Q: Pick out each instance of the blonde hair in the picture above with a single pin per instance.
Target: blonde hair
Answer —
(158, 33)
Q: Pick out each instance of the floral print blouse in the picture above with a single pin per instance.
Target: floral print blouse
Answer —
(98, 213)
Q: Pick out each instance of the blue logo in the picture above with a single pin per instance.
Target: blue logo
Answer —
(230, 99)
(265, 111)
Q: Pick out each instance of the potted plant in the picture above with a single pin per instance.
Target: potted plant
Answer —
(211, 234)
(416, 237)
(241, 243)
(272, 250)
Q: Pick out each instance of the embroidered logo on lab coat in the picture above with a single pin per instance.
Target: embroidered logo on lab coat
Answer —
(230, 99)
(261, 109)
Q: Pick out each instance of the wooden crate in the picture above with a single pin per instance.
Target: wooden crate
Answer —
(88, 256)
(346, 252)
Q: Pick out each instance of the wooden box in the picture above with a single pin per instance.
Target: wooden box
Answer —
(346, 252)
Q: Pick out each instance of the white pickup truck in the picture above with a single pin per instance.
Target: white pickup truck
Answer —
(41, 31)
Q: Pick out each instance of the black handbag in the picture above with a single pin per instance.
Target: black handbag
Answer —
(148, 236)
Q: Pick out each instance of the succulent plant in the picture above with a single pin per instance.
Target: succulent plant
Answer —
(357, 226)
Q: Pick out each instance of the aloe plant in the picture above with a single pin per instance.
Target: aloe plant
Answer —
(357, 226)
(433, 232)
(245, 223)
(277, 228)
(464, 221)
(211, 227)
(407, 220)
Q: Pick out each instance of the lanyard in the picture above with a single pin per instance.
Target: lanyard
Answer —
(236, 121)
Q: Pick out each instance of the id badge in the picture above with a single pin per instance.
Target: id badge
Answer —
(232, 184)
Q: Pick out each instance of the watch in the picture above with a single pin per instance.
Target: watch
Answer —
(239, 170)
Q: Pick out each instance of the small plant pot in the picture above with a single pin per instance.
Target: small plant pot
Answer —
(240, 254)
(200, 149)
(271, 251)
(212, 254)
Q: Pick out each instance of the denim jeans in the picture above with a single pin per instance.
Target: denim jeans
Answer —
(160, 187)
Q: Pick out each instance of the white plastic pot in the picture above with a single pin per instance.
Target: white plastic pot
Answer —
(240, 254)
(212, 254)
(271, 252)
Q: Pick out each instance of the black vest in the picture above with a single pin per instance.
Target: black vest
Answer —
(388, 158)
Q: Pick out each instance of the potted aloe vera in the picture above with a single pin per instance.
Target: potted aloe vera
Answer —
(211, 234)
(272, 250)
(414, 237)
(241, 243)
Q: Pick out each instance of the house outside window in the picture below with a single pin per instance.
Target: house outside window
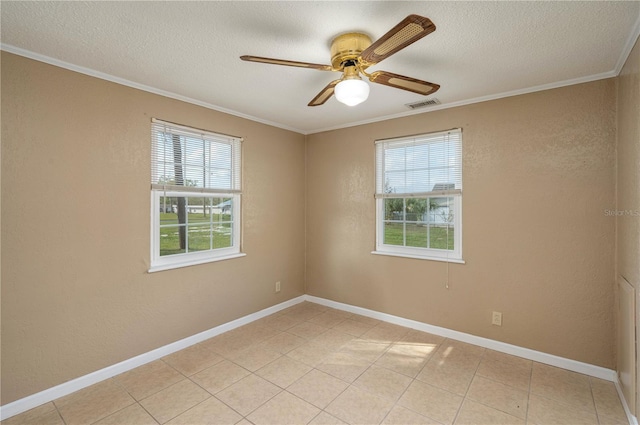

* _STATED PROBLEM_
Reproduce the material word for word, everything from the line containing "Q: Pick out each instance of the denim" down to the end of the material, including that first line. Leave the pictures out.

* _RESPONSE FOR THIS EXERCISE_
Q: Pick out each instance of the denim jeans in the picture above with a single pin per instance.
Target: denim jeans
Answer —
(160, 187)
Q: Pick out each instance of the white plastic pot in the picture above with a single pin per instance.
Target: white plastic pot
Answer —
(240, 254)
(212, 254)
(271, 252)
Q: Pick out each instance of the black vest in the picture above with a single pin per instance.
Target: black vest
Answer —
(388, 158)
Q: Pick out each instance of the potted aloe vera in the picture above with a single pin per instance.
Target: potted aloe vera
Answer —
(211, 234)
(272, 250)
(414, 237)
(241, 243)
Q: Pick out each instance of the house outside window in the picture below with a single pin per instance.
Target: house outside window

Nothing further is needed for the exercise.